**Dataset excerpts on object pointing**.

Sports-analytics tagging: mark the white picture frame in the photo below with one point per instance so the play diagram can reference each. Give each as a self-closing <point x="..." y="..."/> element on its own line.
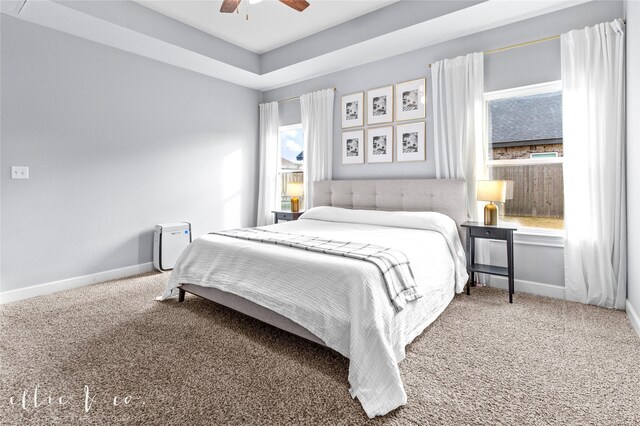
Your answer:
<point x="380" y="144"/>
<point x="380" y="105"/>
<point x="410" y="99"/>
<point x="353" y="110"/>
<point x="353" y="147"/>
<point x="410" y="142"/>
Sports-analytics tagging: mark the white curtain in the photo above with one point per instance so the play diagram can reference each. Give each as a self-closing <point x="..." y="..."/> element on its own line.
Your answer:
<point x="594" y="165"/>
<point x="457" y="99"/>
<point x="269" y="162"/>
<point x="317" y="125"/>
<point x="459" y="145"/>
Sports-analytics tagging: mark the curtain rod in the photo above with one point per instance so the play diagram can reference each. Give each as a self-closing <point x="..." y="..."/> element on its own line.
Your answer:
<point x="295" y="97"/>
<point x="515" y="46"/>
<point x="526" y="43"/>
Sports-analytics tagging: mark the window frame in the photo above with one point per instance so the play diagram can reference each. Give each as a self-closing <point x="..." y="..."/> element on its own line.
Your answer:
<point x="280" y="170"/>
<point x="538" y="236"/>
<point x="533" y="89"/>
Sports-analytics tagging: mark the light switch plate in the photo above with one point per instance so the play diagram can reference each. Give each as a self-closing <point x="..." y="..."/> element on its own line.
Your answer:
<point x="19" y="172"/>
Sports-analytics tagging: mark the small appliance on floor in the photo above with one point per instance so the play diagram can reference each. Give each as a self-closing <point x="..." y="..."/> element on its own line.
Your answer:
<point x="169" y="240"/>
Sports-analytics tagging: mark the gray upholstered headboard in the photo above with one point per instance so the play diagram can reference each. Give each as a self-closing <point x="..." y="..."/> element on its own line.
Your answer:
<point x="445" y="196"/>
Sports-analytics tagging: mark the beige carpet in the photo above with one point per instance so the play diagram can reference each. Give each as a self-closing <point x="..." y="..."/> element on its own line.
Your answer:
<point x="538" y="361"/>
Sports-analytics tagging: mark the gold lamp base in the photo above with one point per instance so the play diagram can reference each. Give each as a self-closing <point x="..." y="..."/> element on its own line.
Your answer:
<point x="490" y="214"/>
<point x="295" y="204"/>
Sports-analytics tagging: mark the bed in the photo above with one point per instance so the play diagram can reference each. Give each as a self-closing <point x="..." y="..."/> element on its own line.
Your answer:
<point x="339" y="301"/>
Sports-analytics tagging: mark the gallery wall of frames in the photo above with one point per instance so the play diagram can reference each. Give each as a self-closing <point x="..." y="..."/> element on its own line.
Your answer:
<point x="395" y="124"/>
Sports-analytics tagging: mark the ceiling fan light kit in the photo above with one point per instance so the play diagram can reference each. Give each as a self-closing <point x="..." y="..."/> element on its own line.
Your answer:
<point x="230" y="6"/>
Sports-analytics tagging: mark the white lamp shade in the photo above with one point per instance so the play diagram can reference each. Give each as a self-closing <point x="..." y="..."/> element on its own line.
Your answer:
<point x="492" y="190"/>
<point x="295" y="189"/>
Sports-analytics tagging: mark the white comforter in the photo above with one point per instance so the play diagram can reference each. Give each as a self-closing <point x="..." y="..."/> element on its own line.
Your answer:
<point x="343" y="301"/>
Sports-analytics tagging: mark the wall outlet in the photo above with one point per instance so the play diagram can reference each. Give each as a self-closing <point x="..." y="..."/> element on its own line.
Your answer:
<point x="19" y="172"/>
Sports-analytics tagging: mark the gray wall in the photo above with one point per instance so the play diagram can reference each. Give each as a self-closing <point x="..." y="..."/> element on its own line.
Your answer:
<point x="115" y="143"/>
<point x="529" y="65"/>
<point x="633" y="151"/>
<point x="518" y="67"/>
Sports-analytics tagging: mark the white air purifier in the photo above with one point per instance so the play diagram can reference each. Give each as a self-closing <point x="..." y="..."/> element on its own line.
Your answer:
<point x="169" y="240"/>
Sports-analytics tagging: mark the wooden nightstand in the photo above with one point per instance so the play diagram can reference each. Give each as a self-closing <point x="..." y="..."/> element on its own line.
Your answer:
<point x="502" y="232"/>
<point x="280" y="215"/>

**GOAL**.
Each line of the material must be retyped exactly, except that images are omitted.

**WORKED SOLUTION**.
Sports-analytics tagging: mark the white picture frame in the photo below with one point per instance so the play diagram can reference each. Give each as a self-closing <point x="..." y="..."/> element on its own line.
Your answer:
<point x="380" y="144"/>
<point x="380" y="105"/>
<point x="410" y="99"/>
<point x="353" y="110"/>
<point x="353" y="147"/>
<point x="410" y="142"/>
Sports-analytics tagging: mark the white curtain in the photo above with one point per instance so the play diagram can reference each. Give each as a self-closing <point x="..." y="..."/> element on its own line.
Your answer:
<point x="594" y="165"/>
<point x="457" y="99"/>
<point x="269" y="162"/>
<point x="317" y="125"/>
<point x="459" y="145"/>
Sports-analytics tagging: mark the curtain rod in the photo above with one point per instance so the play diagram can reference each. Give each as a self-closing <point x="..." y="..."/> element on its own line.
Your answer:
<point x="295" y="97"/>
<point x="515" y="46"/>
<point x="526" y="43"/>
Sports-analytics tagging: mark the window frame in the photo above with one point per instance so the play diagram can reference each. Give each as a self-closing <point x="..." y="..."/> element on its own line.
Your answer:
<point x="280" y="170"/>
<point x="538" y="236"/>
<point x="533" y="89"/>
Sports-analytics tagging: mark the light switch plate in the photo above with one point per instance so the play diagram can reference each. Give each as a self-closing <point x="..." y="..."/> element on its own line.
Your answer:
<point x="19" y="172"/>
Sports-analytics tagging: mark the small appliance on floor in the photo above with one point per instance so the play diagram can reference each. Give each as a self-closing <point x="..." y="..."/> element on its own line.
Your answer:
<point x="169" y="240"/>
Sports-analytics tagging: mark the gray upholstered headboard in the photo above with one point per instance so the play diagram can reference each. Give each as a self-closing <point x="..." y="..."/> element on its own line.
Your answer:
<point x="445" y="196"/>
Sports-analytics tagging: mark the beige carpet in the photo above with one point per instance so the play diagram can reference each. Give each as a self-closing <point x="..." y="..."/> element on its own line.
Your answer:
<point x="538" y="361"/>
Sports-analytics tagging: mark the gold lamp base in the photo above with one point per instance so the play diagram can reference each. Give each as a self-closing <point x="..." y="..."/> element on its own line.
Your answer:
<point x="490" y="214"/>
<point x="295" y="204"/>
Sports-analytics tagging: mark the bed in the photo above with one point per instance so the play diagram can reference each. Give each as a self-closing <point x="..." y="..."/> element on its own line.
Your answer:
<point x="339" y="301"/>
Sports-analytics tagging: mark the gallery wall of frames in the photo above with one point per instance so the play diagram can reference each. Give each as a self-closing <point x="..." y="..."/> element on its own line.
Your answer:
<point x="395" y="124"/>
Sports-analytics tagging: mark the ceiling fan light kit in the photo above with one point per instance so the play diagram can reference each. Give each as a self-closing <point x="..." y="..."/> element on its own line.
Your answer:
<point x="230" y="6"/>
Sports-analytics tagging: mark the white lamp shade in the photo above with one point per instance so the play diagram can reference each. Give each as a self-closing <point x="..." y="..."/> element on its own line.
Your answer:
<point x="492" y="190"/>
<point x="295" y="189"/>
Sports-analytics tagging: mark the white comforter in the photo above with one point per instance so the play diagram can reference each. Give each as a self-closing <point x="..." y="..."/> element on its own line.
Your answer:
<point x="343" y="301"/>
Sports-analytics tagging: mark the wall outlet in the photo above with one point per instance so the play diagram can reference each. Give each as a self-closing <point x="..." y="..."/> element on its own line.
Your answer:
<point x="19" y="172"/>
Sports-analytics tagging: mark the gray wall in the photo above with one point per instance so the play diagram can reference each. Give each as a self-closing <point x="..." y="..."/> element on its own line.
Your answer:
<point x="115" y="143"/>
<point x="529" y="65"/>
<point x="633" y="151"/>
<point x="518" y="67"/>
Sports-analytics tagging: mark the white air purifier in the photo above with one point per instance so the play diagram can reference each. Give each as a self-closing <point x="..." y="..."/> element on its own line.
Your answer:
<point x="169" y="240"/>
Sports-analytics tagging: mark the wooden nightstand in the photo above with one point per instance so the play diagram can reference each. Give each as a self-closing <point x="..." y="..."/> element on its own line.
Your answer:
<point x="502" y="232"/>
<point x="280" y="215"/>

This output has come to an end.